§ **Requirement**: Restate each entry below without changing a word.

§ **Provided records**:

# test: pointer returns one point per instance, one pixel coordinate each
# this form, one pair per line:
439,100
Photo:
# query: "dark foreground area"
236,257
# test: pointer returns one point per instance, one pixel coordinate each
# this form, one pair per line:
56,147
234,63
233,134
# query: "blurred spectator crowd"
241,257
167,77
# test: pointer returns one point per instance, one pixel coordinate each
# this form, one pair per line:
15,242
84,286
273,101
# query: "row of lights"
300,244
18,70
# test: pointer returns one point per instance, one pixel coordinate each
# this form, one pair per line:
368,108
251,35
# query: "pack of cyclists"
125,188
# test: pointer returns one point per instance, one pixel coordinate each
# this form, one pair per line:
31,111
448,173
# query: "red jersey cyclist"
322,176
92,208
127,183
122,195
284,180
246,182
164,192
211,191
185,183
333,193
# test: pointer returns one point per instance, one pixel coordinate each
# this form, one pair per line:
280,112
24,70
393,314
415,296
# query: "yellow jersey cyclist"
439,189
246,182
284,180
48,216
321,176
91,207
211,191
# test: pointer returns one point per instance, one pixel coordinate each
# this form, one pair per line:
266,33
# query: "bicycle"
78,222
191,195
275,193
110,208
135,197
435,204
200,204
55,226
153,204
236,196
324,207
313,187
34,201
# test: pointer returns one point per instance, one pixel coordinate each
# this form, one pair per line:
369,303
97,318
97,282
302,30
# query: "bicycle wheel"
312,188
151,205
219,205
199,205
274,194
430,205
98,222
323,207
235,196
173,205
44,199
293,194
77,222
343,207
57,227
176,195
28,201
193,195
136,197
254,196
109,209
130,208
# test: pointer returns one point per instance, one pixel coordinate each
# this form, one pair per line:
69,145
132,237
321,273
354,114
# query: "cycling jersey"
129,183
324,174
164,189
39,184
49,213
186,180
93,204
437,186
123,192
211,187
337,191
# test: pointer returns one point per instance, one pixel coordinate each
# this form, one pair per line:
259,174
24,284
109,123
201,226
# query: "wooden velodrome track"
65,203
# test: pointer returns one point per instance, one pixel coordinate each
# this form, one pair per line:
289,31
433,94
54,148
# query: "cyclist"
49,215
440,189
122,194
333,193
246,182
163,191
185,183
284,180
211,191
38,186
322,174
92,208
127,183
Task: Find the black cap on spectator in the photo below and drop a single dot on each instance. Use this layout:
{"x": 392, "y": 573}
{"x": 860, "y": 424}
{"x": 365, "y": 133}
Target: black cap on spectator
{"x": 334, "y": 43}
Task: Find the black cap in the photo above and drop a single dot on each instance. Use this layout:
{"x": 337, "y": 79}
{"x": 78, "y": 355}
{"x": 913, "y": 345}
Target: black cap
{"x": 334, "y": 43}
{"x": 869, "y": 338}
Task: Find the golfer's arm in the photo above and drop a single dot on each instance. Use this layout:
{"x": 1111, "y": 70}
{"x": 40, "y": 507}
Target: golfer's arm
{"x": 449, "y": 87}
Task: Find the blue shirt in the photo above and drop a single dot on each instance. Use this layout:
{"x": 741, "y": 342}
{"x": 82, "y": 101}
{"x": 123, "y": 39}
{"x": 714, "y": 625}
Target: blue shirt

§ **Task solution**:
# test: pointer returns one point per instance, one pixel coordinate each
# this form, one pair per line:
439,100
Photo:
# query: "dark foreground area"
236,257
# test: pointer returns one point per instance, one pixel coordinate each
# this form, one pair per line:
56,147
234,63
233,134
# query: "blurred spectator crowd"
241,257
167,77
# test: pointer returns one point per instance, one pixel coordinate each
# this form, one pair per line:
15,242
84,286
273,101
# query: "row of lights"
300,244
18,70
# test: pointer returns one point per instance, one pixel coordinate each
# this form, one pair per line:
368,108
251,35
# query: "pack of cyclists"
125,188
# test: pointer returns one point per instance, one pixel coordinate each
# this form, one pair per line:
31,111
448,173
# query: "red jersey cyclist"
322,176
92,208
127,183
122,195
284,180
246,182
164,192
211,191
185,183
333,193
# test: pointer returns one point per instance, one pixel coordinate each
# this form, one pair per line:
280,112
24,70
393,314
415,296
# query: "yellow jersey cyclist"
439,189
246,182
284,180
48,216
321,176
91,207
211,191
# test: pointer returns one point per instance, one pixel coordinate each
# this form, one pair per line:
266,33
# query: "bicycle"
78,222
191,195
275,193
110,208
135,197
435,204
200,204
55,226
153,204
236,196
324,207
313,187
34,201
# test: pointer returns one point per instance, one pixel coordinate each
# this form, one pair per line:
369,303
97,318
97,282
302,30
# query: "bicycle wheel"
312,188
151,205
219,205
199,205
274,194
430,205
98,222
323,207
235,196
173,205
44,199
293,194
77,222
343,207
57,227
176,195
28,201
193,195
136,197
254,196
109,209
130,208
# test: pointer returns one point per instance, one pixel coordinate each
# this form, one pair per line:
69,145
132,237
321,273
354,114
# query: "cycling jersey"
129,183
324,174
164,189
39,184
49,213
186,180
93,204
437,186
123,192
211,187
337,191
# test: pointer returns one point per instance, one pixel coordinate each
# this form, one pair per line:
259,174
24,284
109,123
201,226
# query: "wooden velodrome track"
65,203
# test: pointer returns one point per instance, one pixel coordinate each
# this form, one pair per line:
289,31
433,94
54,148
# query: "cyclist"
49,215
440,189
122,194
333,193
246,182
163,191
185,183
284,180
211,191
38,186
322,174
92,208
127,183
Task: Find the black cap on spectator in the photo below and drop a single dot on each instance. Use this layout:
{"x": 392, "y": 573}
{"x": 860, "y": 424}
{"x": 365, "y": 133}
Target: black cap on spectator
{"x": 334, "y": 43}
Task: Find the black cap in the photo above and drop a single dot on each instance. Use this layout:
{"x": 337, "y": 79}
{"x": 78, "y": 355}
{"x": 913, "y": 345}
Target: black cap
{"x": 334, "y": 43}
{"x": 869, "y": 338}
Task: Find the golfer's arm in the photo above and drop a single dot on each instance. Use this layout:
{"x": 1111, "y": 70}
{"x": 40, "y": 507}
Target: golfer's arm
{"x": 449, "y": 87}
Task: Find the blue shirt in the photo above and drop a single dot on each instance. Use this layout:
{"x": 741, "y": 342}
{"x": 82, "y": 101}
{"x": 123, "y": 39}
{"x": 714, "y": 625}
Target: blue shirt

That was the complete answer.